Tasks to carry out >>
1. In the photoreceptor text, at what wavelength of maximum sensitivity is the best-fitting rhodopsin nomogram set?
2. In the photoreceptor text, rewrite the paragraph starting "That's where we are at the moment" as a short list.

** Reading text follows **

Now for some really new stuff: to begin with, we've tracked the dark adaptation of the photoreceptor, that is, how quickly does it recover from a bleach. It doesn't take long! This can be seen from the raw responses or from a tracking of the response amplitude over time following the bleach. The recovery begins after about ten seconds and is complete about ten to fifteen seconds later. We'd love to know how the cell does that! We've also tracked the amplitude of the response to a constant-intensity stimulus in the presence of a constant background light. At the onset of the background light one gets a diminution of the response and a hyperpolarization of the cell, but this hyperpolarization diminishes spontaneously to a steady level, as does the amplitude of the response. This can be seen in the raw responses or the tracking of the response over time. How does the cell adapt to the light? Stay tuned for future developments from the Leechlab. Finally, we've looked at the wavelength or spectral sensitivity of the eye to try to get a handle on the specific photopigment underlying the phototransduction process. We've measured the response versus intensity at several wavelengths. Using these data, one can measure the action spectrum of the pigment by picking a criterion response (we used -10mV) and seeing how much intensity it takes at each test wavelength to obtain that criterion. The logic is that if it takes less intensity to obtain -10mV at say 550nm than it does at say 460nm, then the eye is more sensitive to 550nm than to 460. This produces a spectral sensitivity curve. The curves we've obtained reveal that the data are best fit by a nomogram derived for rhodopsin, but one whose wavelength of maximum sensitivity is set at 540nm rather than the usual 500-510nm. Why? Also, we consistently see a drop in sensitivity at around 500nm. Why? Is it because the eye shows some kind of spectrally specific diffraction due to the alignment of the microvilli (they are all parallel and about 80nm in width; also, when you look at the eye it looks blue so it probably is scattering blue light)? Stay tuned.
That's where we are at the moment. There's a lot to be learned from these photoreceptors yet. For example, what cellular mechanisms underlie the dark- and light-adaptations? Why does sensitivity drop at 500nm? Why don't the action potentials seem to correlate with the amplitude and duration of the graded responses? Are there OFF and ON type cells? How is the information coded by action potentials? What is the mechanism of phototransduction? And so on. This should keep us busy for some time to come!

** End of Reading text **
** Information shown follows **

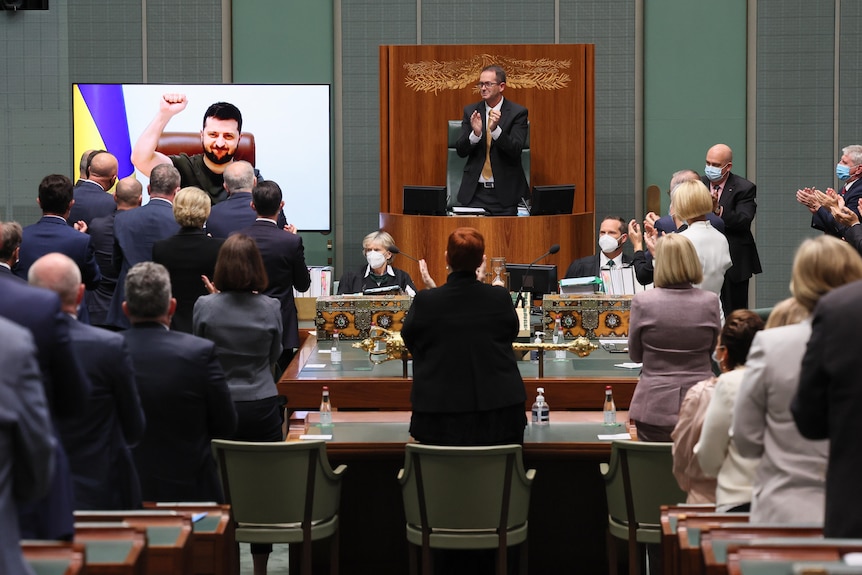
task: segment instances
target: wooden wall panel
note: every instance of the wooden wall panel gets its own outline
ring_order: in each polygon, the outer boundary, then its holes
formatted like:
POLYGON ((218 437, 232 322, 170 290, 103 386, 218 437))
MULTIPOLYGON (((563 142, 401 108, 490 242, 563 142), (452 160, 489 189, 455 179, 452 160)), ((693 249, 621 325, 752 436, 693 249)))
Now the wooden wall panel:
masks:
POLYGON ((405 184, 446 184, 446 122, 494 63, 530 111, 530 184, 574 183, 573 212, 594 211, 593 58, 589 44, 381 46, 380 211, 401 212, 405 184))

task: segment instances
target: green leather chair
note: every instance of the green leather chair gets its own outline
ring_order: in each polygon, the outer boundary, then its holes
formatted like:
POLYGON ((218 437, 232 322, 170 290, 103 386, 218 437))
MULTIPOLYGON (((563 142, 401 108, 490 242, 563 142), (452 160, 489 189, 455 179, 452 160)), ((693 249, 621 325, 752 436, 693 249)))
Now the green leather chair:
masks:
MULTIPOLYGON (((464 178, 464 166, 467 158, 462 158, 455 150, 455 144, 461 135, 461 120, 449 120, 447 132, 446 151, 446 192, 449 194, 448 207, 458 206, 458 190, 461 188, 461 180, 464 178)), ((521 165, 524 167, 524 175, 527 176, 527 185, 530 185, 530 125, 527 124, 527 141, 521 151, 521 165)))
POLYGON ((330 467, 326 443, 213 439, 212 448, 237 542, 301 543, 300 572, 311 575, 311 543, 329 539, 331 573, 337 574, 338 507, 346 466, 330 467))
POLYGON ((608 564, 617 572, 618 539, 628 542, 629 573, 640 574, 646 544, 661 543, 662 505, 685 501, 673 476, 672 443, 616 440, 599 464, 608 499, 608 564))
POLYGON ((527 514, 534 469, 524 471, 520 445, 442 447, 408 443, 398 472, 410 543, 410 572, 430 575, 431 549, 497 549, 497 573, 508 547, 521 546, 527 572, 527 514))

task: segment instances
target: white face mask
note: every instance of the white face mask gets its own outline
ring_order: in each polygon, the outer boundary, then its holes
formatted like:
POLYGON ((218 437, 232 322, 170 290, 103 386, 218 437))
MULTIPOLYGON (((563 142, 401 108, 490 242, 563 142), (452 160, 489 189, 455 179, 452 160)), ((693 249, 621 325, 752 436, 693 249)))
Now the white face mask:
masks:
POLYGON ((386 263, 386 256, 374 250, 365 254, 365 259, 368 260, 368 265, 371 266, 371 269, 373 270, 382 267, 383 264, 386 263))
POLYGON ((603 252, 609 254, 613 251, 616 251, 616 249, 620 247, 620 244, 616 238, 609 235, 604 235, 599 236, 599 247, 602 249, 603 252))

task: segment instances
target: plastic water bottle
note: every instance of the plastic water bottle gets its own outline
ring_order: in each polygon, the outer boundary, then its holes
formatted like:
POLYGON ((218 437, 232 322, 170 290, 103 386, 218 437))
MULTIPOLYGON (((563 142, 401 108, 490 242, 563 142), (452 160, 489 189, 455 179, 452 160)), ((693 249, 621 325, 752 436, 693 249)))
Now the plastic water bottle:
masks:
MULTIPOLYGON (((563 334, 563 324, 560 322, 560 318, 554 320, 554 335, 553 335, 554 343, 565 343, 566 336, 563 334)), ((566 350, 558 349, 554 351, 554 358, 557 360, 565 360, 566 359, 566 350)))
POLYGON ((320 399, 320 426, 332 426, 332 404, 329 402, 329 386, 323 386, 323 397, 320 399))
POLYGON ((617 406, 614 405, 614 392, 610 385, 605 386, 605 405, 602 411, 605 415, 605 425, 617 424, 617 406))
POLYGON ((341 363, 341 349, 338 347, 339 341, 338 330, 335 330, 332 332, 332 348, 329 350, 329 359, 335 365, 341 363))
POLYGON ((550 422, 550 408, 545 401, 545 388, 539 387, 536 389, 538 395, 536 401, 533 402, 533 425, 548 425, 550 422))

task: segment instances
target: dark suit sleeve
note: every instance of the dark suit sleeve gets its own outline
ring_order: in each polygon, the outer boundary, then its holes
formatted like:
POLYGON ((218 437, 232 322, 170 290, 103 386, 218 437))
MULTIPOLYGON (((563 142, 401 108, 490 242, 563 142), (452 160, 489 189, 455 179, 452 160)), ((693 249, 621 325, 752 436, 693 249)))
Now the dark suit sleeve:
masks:
POLYGON ((206 377, 207 428, 214 438, 229 439, 236 431, 236 408, 224 377, 224 370, 215 354, 215 345, 208 342, 202 353, 206 377))
POLYGON ((293 259, 293 287, 297 291, 306 291, 311 286, 311 274, 308 271, 308 266, 305 265, 305 248, 302 245, 302 238, 299 238, 299 246, 296 248, 296 257, 293 259))
MULTIPOLYGON (((501 126, 502 132, 496 140, 491 144, 497 148, 497 153, 510 164, 521 161, 521 152, 524 150, 524 144, 527 141, 527 109, 520 107, 516 109, 515 117, 509 125, 501 126)), ((501 118, 501 124, 503 119, 501 118)))
POLYGON ((144 409, 141 407, 141 398, 138 395, 138 386, 135 383, 135 371, 132 366, 132 358, 125 338, 120 341, 117 356, 114 362, 115 373, 112 378, 114 384, 114 402, 117 407, 117 418, 123 437, 129 447, 134 447, 144 436, 144 409))
POLYGON ((747 190, 734 190, 733 203, 724 206, 721 219, 724 220, 724 229, 728 232, 747 232, 751 229, 751 222, 757 214, 757 186, 753 185, 747 190))
POLYGON ((829 437, 829 386, 831 375, 826 369, 830 353, 842 349, 846 342, 833 342, 836 325, 833 318, 828 317, 827 310, 818 306, 811 320, 811 337, 808 347, 802 357, 802 368, 799 374, 799 387, 796 396, 790 404, 790 411, 796 421, 796 427, 803 437, 808 439, 826 439, 829 437), (838 346, 834 344, 838 343, 838 346))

** End of Information shown **

Replies >>
1. 540nm, rather than the usual 500-510nm.

2.
There is still much to learn from these photoreceptors. Open questions include:
- What cellular mechanisms underlie dark and light adaptation?
- Why does sensitivity drop at 500nm?
- Why don't action potentials seem to match the amplitude and duration of the graded responses?
- Are there OFF and ON type cells?
- How do action potentials code information?
- What is the mechanism of phototransduction?